> [WHAT IS NEEDED]: Locate every line below that contains the word "cabinet", and copy each of those lines.

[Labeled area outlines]

_ _ _

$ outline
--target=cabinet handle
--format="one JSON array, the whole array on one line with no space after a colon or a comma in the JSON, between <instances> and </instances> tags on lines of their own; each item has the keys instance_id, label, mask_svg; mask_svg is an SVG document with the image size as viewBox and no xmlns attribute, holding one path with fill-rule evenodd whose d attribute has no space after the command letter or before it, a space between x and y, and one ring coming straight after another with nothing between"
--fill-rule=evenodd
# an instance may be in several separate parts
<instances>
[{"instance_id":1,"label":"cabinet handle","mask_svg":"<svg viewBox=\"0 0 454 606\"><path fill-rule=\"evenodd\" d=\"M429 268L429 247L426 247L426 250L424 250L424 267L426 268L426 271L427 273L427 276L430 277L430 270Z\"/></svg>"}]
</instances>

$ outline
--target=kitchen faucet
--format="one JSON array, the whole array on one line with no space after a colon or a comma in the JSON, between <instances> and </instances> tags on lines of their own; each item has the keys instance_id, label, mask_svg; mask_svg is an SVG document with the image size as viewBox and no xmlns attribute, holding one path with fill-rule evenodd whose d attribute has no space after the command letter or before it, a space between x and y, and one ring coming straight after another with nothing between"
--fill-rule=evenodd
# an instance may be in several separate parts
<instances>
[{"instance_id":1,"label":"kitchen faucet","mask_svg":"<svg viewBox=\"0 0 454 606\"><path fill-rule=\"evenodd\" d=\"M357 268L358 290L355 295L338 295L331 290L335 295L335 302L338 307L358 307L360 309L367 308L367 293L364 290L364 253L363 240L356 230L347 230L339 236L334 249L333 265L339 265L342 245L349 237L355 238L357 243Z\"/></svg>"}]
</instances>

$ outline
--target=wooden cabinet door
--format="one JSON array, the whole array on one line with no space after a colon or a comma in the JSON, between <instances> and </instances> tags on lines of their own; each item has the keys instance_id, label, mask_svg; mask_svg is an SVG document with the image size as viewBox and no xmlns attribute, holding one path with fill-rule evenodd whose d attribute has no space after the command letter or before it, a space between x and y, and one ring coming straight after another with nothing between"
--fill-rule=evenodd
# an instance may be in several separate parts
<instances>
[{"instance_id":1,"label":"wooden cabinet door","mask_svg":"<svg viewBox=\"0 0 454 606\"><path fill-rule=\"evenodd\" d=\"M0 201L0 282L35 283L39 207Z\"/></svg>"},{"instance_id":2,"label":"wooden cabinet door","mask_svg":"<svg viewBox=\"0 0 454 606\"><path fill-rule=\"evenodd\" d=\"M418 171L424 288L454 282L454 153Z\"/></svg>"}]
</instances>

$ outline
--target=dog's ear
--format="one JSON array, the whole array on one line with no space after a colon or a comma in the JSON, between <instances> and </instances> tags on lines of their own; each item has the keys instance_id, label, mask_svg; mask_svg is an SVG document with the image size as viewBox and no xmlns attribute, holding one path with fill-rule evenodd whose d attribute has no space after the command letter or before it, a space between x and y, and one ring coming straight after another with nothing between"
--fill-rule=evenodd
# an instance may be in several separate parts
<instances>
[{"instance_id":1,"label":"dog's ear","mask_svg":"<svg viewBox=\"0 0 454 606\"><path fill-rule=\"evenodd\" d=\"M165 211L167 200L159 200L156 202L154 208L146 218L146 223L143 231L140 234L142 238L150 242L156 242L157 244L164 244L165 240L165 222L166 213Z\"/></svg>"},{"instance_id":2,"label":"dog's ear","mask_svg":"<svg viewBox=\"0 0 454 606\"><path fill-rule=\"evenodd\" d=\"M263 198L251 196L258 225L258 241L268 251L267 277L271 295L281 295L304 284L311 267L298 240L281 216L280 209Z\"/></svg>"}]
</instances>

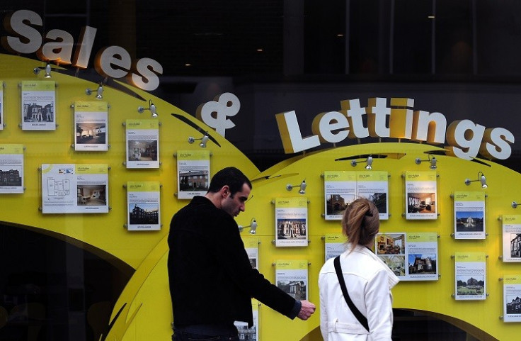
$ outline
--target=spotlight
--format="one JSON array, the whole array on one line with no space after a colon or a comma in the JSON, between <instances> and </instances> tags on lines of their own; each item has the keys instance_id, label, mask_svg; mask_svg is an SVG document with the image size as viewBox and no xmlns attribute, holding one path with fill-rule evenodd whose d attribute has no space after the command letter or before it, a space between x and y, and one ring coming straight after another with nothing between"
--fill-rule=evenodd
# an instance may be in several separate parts
<instances>
[{"instance_id":1,"label":"spotlight","mask_svg":"<svg viewBox=\"0 0 521 341\"><path fill-rule=\"evenodd\" d=\"M481 172L478 172L478 179L476 180L471 180L470 179L465 179L465 184L469 186L471 182L480 181L481 183L481 188L486 189L488 187L486 184L486 178L485 174Z\"/></svg>"},{"instance_id":2,"label":"spotlight","mask_svg":"<svg viewBox=\"0 0 521 341\"><path fill-rule=\"evenodd\" d=\"M430 157L430 155L428 155L427 160L420 160L419 157L418 157L414 160L416 164L420 164L423 161L428 161L430 163L431 169L435 169L437 168L436 158L435 157Z\"/></svg>"},{"instance_id":3,"label":"spotlight","mask_svg":"<svg viewBox=\"0 0 521 341\"><path fill-rule=\"evenodd\" d=\"M251 218L251 221L250 222L250 225L248 226L242 226L239 225L239 232L241 233L246 228L250 228L250 233L252 235L255 235L257 233L257 220L255 220L255 218Z\"/></svg>"},{"instance_id":4,"label":"spotlight","mask_svg":"<svg viewBox=\"0 0 521 341\"><path fill-rule=\"evenodd\" d=\"M88 96L91 96L91 94L92 94L93 91L93 90L90 88L87 88L85 90L85 93ZM100 83L100 85L98 86L98 89L96 91L96 99L103 99L103 84L102 83Z\"/></svg>"},{"instance_id":5,"label":"spotlight","mask_svg":"<svg viewBox=\"0 0 521 341\"><path fill-rule=\"evenodd\" d=\"M156 106L154 105L154 104L152 103L151 99L149 101L148 108L144 108L142 106L137 107L137 112L139 113L143 113L143 111L144 111L145 110L149 110L152 117L157 117L157 108L156 108Z\"/></svg>"},{"instance_id":6,"label":"spotlight","mask_svg":"<svg viewBox=\"0 0 521 341\"><path fill-rule=\"evenodd\" d=\"M287 184L286 185L286 189L288 191L291 191L293 189L293 187L300 186L300 190L299 191L299 193L301 194L306 194L306 187L307 185L306 184L306 179L304 179L302 180L302 182L300 183L299 185L292 185L292 184Z\"/></svg>"},{"instance_id":7,"label":"spotlight","mask_svg":"<svg viewBox=\"0 0 521 341\"><path fill-rule=\"evenodd\" d=\"M47 62L45 67L38 67L33 69L35 74L38 74L41 70L45 70L45 74L43 76L45 78L51 77L51 65L49 62Z\"/></svg>"},{"instance_id":8,"label":"spotlight","mask_svg":"<svg viewBox=\"0 0 521 341\"><path fill-rule=\"evenodd\" d=\"M351 160L351 166L356 167L357 164L360 163L360 161L357 161L355 160ZM365 169L372 169L372 157L368 156L367 158L365 160Z\"/></svg>"},{"instance_id":9,"label":"spotlight","mask_svg":"<svg viewBox=\"0 0 521 341\"><path fill-rule=\"evenodd\" d=\"M200 147L201 148L206 148L206 142L207 142L208 140L210 140L210 136L208 136L208 132L207 131L205 132L205 135L201 138L193 138L192 136L189 137L188 143L191 145L194 142L198 141L200 140L201 142L199 144L199 147Z\"/></svg>"}]
</instances>

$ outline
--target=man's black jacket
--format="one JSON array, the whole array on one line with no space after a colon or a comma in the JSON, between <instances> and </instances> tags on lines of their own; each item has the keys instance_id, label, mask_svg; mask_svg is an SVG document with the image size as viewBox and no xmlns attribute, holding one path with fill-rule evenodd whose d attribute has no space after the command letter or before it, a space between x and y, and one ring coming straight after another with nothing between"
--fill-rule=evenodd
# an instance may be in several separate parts
<instances>
[{"instance_id":1,"label":"man's black jacket","mask_svg":"<svg viewBox=\"0 0 521 341\"><path fill-rule=\"evenodd\" d=\"M251 297L294 318L295 300L252 269L234 218L195 196L172 218L168 277L176 327L253 325Z\"/></svg>"}]
</instances>

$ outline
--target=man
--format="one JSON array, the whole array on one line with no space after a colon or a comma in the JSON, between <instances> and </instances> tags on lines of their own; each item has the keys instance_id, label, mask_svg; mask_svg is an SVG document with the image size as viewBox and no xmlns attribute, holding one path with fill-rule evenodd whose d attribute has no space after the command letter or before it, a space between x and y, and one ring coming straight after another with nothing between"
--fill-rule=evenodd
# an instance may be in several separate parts
<instances>
[{"instance_id":1,"label":"man","mask_svg":"<svg viewBox=\"0 0 521 341\"><path fill-rule=\"evenodd\" d=\"M212 179L170 223L168 277L173 308L173 340L239 340L234 321L253 324L251 297L293 319L315 311L253 269L234 217L244 211L251 183L227 167Z\"/></svg>"}]
</instances>

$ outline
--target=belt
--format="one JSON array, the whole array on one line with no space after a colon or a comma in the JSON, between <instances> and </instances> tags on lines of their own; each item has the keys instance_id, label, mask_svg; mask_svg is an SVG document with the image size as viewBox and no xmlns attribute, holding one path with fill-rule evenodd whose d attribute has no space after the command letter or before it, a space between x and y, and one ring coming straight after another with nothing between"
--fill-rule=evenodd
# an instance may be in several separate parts
<instances>
[{"instance_id":1,"label":"belt","mask_svg":"<svg viewBox=\"0 0 521 341\"><path fill-rule=\"evenodd\" d=\"M188 332L207 336L236 335L237 328L232 323L228 324L209 324L209 325L188 325L174 326L174 332Z\"/></svg>"}]
</instances>

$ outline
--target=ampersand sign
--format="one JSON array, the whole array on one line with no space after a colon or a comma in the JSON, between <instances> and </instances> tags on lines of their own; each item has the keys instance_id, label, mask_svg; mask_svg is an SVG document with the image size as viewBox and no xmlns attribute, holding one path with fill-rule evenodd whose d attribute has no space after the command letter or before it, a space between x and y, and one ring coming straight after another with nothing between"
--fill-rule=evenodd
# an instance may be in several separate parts
<instances>
[{"instance_id":1,"label":"ampersand sign","mask_svg":"<svg viewBox=\"0 0 521 341\"><path fill-rule=\"evenodd\" d=\"M235 123L227 117L234 116L240 108L239 98L231 92L225 92L214 97L214 101L200 105L196 116L224 137L226 130L235 126Z\"/></svg>"}]
</instances>

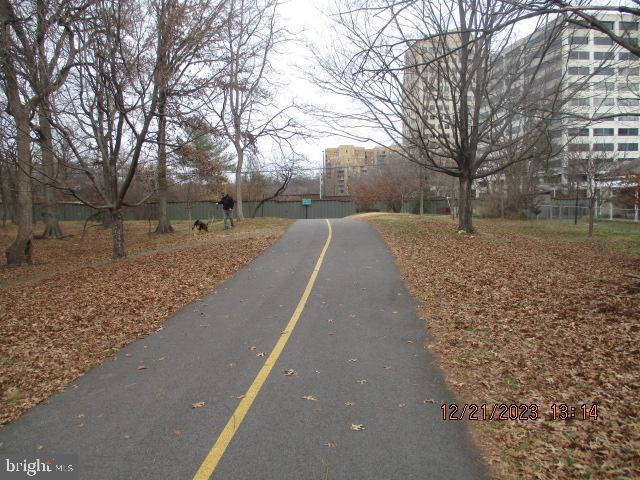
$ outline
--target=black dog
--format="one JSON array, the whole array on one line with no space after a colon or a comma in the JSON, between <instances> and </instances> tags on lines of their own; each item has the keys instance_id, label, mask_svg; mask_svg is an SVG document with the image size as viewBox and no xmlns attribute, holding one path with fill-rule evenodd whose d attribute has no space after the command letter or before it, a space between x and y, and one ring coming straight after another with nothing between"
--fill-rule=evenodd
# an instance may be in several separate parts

_ _ _

> [EXERCISE ANSWER]:
--target=cabinet handle
[{"instance_id":1,"label":"cabinet handle","mask_svg":"<svg viewBox=\"0 0 454 606\"><path fill-rule=\"evenodd\" d=\"M429 268L429 247L426 247L426 250L424 250L424 267L426 268L426 271L427 273L427 276L430 277L430 270Z\"/></svg>"}]
--target=wooden cabinet door
[{"instance_id":1,"label":"wooden cabinet door","mask_svg":"<svg viewBox=\"0 0 454 606\"><path fill-rule=\"evenodd\" d=\"M0 201L0 282L35 283L39 207Z\"/></svg>"},{"instance_id":2,"label":"wooden cabinet door","mask_svg":"<svg viewBox=\"0 0 454 606\"><path fill-rule=\"evenodd\" d=\"M418 171L424 288L454 282L454 153Z\"/></svg>"}]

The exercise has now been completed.